╔══

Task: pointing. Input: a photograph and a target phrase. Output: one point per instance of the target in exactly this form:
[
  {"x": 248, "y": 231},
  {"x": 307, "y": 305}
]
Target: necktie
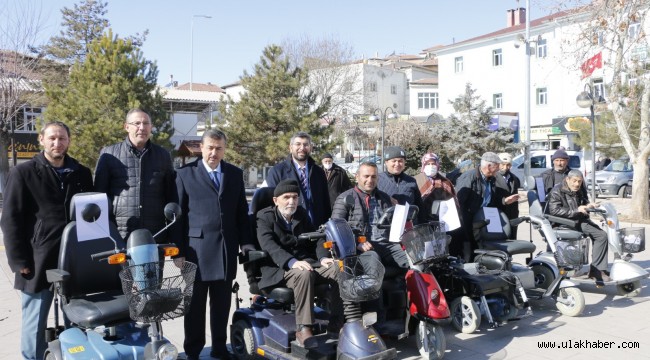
[
  {"x": 214, "y": 175},
  {"x": 303, "y": 179}
]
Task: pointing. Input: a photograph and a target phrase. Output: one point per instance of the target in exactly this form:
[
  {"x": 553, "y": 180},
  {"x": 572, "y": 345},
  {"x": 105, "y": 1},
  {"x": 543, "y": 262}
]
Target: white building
[{"x": 495, "y": 65}]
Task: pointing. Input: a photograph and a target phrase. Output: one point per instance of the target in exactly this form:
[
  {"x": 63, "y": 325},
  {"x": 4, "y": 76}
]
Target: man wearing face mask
[
  {"x": 337, "y": 178},
  {"x": 397, "y": 184},
  {"x": 297, "y": 265},
  {"x": 510, "y": 184}
]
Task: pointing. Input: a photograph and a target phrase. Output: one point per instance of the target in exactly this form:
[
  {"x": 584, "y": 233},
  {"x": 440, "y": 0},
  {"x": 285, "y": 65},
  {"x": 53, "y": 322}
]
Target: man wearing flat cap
[
  {"x": 337, "y": 178},
  {"x": 397, "y": 184},
  {"x": 475, "y": 190},
  {"x": 299, "y": 265},
  {"x": 558, "y": 173},
  {"x": 510, "y": 184}
]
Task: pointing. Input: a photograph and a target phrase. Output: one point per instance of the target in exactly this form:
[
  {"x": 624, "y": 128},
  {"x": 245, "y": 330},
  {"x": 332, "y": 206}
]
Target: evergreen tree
[
  {"x": 113, "y": 79},
  {"x": 270, "y": 111},
  {"x": 466, "y": 134}
]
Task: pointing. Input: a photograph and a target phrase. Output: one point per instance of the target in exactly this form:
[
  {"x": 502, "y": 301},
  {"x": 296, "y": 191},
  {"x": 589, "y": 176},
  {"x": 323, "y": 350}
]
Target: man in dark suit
[
  {"x": 314, "y": 193},
  {"x": 214, "y": 225}
]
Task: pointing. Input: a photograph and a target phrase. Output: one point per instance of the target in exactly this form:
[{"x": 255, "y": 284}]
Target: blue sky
[{"x": 233, "y": 39}]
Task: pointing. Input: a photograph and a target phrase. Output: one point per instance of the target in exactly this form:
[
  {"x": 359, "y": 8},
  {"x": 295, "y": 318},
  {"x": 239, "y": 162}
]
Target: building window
[
  {"x": 541, "y": 48},
  {"x": 458, "y": 64},
  {"x": 542, "y": 96},
  {"x": 427, "y": 100},
  {"x": 497, "y": 57},
  {"x": 497, "y": 101},
  {"x": 599, "y": 88}
]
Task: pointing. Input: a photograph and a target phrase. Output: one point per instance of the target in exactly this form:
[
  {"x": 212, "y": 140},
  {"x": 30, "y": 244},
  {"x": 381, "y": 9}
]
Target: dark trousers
[
  {"x": 599, "y": 244},
  {"x": 303, "y": 283},
  {"x": 220, "y": 298}
]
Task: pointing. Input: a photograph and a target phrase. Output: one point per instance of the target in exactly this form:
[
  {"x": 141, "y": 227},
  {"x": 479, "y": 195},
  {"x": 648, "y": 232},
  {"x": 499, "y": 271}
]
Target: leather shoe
[{"x": 305, "y": 337}]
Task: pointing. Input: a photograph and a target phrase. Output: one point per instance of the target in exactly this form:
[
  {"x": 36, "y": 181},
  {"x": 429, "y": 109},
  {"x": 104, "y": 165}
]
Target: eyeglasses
[{"x": 140, "y": 123}]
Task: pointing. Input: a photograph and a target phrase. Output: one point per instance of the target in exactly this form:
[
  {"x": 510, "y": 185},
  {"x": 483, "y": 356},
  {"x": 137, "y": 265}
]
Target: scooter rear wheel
[
  {"x": 575, "y": 301},
  {"x": 465, "y": 314},
  {"x": 242, "y": 340},
  {"x": 629, "y": 289},
  {"x": 430, "y": 340}
]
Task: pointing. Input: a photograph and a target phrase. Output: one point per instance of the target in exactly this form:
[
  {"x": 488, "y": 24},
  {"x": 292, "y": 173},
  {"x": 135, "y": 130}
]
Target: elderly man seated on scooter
[
  {"x": 567, "y": 200},
  {"x": 299, "y": 265}
]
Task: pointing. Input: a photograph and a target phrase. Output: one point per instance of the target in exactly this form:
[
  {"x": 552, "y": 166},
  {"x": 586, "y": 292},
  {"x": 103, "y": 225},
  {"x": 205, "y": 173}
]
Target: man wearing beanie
[
  {"x": 397, "y": 184},
  {"x": 299, "y": 166},
  {"x": 299, "y": 265},
  {"x": 337, "y": 178},
  {"x": 556, "y": 175},
  {"x": 510, "y": 184}
]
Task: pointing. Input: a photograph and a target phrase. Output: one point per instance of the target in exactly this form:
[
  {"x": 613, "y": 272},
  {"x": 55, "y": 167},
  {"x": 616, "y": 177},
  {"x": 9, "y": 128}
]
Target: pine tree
[
  {"x": 114, "y": 78},
  {"x": 271, "y": 110}
]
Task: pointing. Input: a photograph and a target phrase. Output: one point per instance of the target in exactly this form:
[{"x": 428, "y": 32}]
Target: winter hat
[
  {"x": 428, "y": 157},
  {"x": 560, "y": 154},
  {"x": 285, "y": 186},
  {"x": 394, "y": 152},
  {"x": 491, "y": 157}
]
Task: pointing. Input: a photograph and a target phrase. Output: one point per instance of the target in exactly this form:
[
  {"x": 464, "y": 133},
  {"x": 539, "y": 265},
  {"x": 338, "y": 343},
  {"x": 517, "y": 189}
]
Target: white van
[{"x": 540, "y": 161}]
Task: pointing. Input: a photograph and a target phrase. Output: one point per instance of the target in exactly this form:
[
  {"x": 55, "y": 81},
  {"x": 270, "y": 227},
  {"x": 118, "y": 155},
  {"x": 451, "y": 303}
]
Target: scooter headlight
[{"x": 167, "y": 352}]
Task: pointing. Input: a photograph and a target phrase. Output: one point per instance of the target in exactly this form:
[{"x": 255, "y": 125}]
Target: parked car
[
  {"x": 354, "y": 167},
  {"x": 540, "y": 161},
  {"x": 615, "y": 179}
]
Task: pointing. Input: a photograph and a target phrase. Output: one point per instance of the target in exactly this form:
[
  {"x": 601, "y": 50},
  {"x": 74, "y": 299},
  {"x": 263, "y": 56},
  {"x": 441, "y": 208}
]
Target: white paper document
[
  {"x": 541, "y": 192},
  {"x": 492, "y": 214},
  {"x": 398, "y": 223},
  {"x": 97, "y": 229},
  {"x": 449, "y": 214}
]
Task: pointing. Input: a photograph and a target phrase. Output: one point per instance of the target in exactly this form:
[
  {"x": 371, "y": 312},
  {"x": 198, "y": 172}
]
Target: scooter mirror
[
  {"x": 91, "y": 212},
  {"x": 172, "y": 211}
]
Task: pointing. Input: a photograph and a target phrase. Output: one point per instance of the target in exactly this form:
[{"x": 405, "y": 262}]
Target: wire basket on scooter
[
  {"x": 158, "y": 290},
  {"x": 572, "y": 253},
  {"x": 360, "y": 278},
  {"x": 632, "y": 239},
  {"x": 426, "y": 243}
]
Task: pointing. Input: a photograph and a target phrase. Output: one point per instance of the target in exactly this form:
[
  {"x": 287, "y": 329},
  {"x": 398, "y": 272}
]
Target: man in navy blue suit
[{"x": 215, "y": 226}]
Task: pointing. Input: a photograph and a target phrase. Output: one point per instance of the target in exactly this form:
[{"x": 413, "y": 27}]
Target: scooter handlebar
[{"x": 103, "y": 255}]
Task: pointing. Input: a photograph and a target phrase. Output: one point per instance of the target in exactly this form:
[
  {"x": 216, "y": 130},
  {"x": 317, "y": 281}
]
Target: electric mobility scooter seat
[{"x": 91, "y": 290}]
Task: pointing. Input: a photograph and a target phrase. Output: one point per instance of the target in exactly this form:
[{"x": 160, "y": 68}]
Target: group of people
[{"x": 139, "y": 179}]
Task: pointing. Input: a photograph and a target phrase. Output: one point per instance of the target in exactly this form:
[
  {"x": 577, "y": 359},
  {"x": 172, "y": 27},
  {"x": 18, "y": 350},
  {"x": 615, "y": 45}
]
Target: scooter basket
[
  {"x": 156, "y": 293},
  {"x": 360, "y": 278},
  {"x": 632, "y": 239},
  {"x": 424, "y": 244},
  {"x": 572, "y": 253}
]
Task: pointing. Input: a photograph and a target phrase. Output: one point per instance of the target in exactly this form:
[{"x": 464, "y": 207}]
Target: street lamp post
[
  {"x": 383, "y": 115},
  {"x": 192, "y": 46},
  {"x": 587, "y": 99}
]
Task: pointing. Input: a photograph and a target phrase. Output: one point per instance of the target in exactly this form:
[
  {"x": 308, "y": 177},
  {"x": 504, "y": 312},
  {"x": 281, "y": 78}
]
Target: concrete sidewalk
[{"x": 607, "y": 318}]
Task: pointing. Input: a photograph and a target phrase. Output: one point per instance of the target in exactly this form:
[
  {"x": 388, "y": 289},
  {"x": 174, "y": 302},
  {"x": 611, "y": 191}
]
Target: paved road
[{"x": 607, "y": 318}]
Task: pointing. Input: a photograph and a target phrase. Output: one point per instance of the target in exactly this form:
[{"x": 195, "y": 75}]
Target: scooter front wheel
[
  {"x": 430, "y": 340},
  {"x": 570, "y": 301},
  {"x": 629, "y": 289},
  {"x": 242, "y": 340},
  {"x": 465, "y": 314}
]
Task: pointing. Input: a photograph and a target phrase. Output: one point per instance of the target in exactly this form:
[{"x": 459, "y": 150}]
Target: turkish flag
[{"x": 588, "y": 67}]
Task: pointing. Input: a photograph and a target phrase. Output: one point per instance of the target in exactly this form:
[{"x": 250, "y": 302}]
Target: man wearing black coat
[
  {"x": 300, "y": 265},
  {"x": 35, "y": 211},
  {"x": 337, "y": 178},
  {"x": 214, "y": 226},
  {"x": 138, "y": 177},
  {"x": 510, "y": 184},
  {"x": 314, "y": 195}
]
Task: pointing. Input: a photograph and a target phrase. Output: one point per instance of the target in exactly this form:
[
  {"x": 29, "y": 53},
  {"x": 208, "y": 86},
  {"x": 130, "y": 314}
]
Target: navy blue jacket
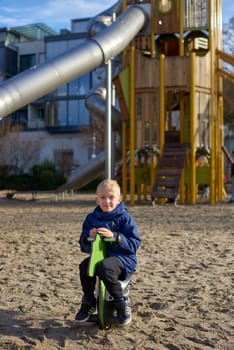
[{"x": 121, "y": 223}]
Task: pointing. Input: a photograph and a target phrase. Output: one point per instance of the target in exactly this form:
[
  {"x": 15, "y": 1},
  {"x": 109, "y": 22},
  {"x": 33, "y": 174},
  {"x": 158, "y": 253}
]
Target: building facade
[{"x": 59, "y": 123}]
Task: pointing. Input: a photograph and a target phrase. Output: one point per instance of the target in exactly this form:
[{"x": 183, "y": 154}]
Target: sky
[{"x": 58, "y": 13}]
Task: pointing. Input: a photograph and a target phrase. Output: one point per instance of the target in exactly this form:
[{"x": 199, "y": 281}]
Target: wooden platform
[{"x": 168, "y": 176}]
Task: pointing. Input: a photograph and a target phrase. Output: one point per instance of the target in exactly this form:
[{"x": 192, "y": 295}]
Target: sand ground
[{"x": 181, "y": 293}]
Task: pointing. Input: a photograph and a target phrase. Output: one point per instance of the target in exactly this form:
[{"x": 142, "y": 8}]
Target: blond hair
[{"x": 109, "y": 185}]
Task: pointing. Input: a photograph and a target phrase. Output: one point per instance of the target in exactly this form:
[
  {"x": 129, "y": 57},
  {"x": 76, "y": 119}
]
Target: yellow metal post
[
  {"x": 162, "y": 102},
  {"x": 212, "y": 95},
  {"x": 124, "y": 161},
  {"x": 193, "y": 128},
  {"x": 132, "y": 124},
  {"x": 152, "y": 34}
]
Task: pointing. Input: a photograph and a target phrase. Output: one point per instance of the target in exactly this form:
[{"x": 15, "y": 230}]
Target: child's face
[{"x": 108, "y": 199}]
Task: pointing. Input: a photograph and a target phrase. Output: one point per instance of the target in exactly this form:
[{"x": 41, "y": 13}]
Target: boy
[{"x": 109, "y": 219}]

╚══

**AUSZUFÜHRENDE AUFGABE**
Gib jede Zeile oben unverändert zurück, die die Zeichenfolge „building“ enthält. Groß- und Kleinschreibung wird dabei unterschieden.

**VOLLSTÄNDIGE AUSGABE**
Target: white building
Target: building window
Target: building facade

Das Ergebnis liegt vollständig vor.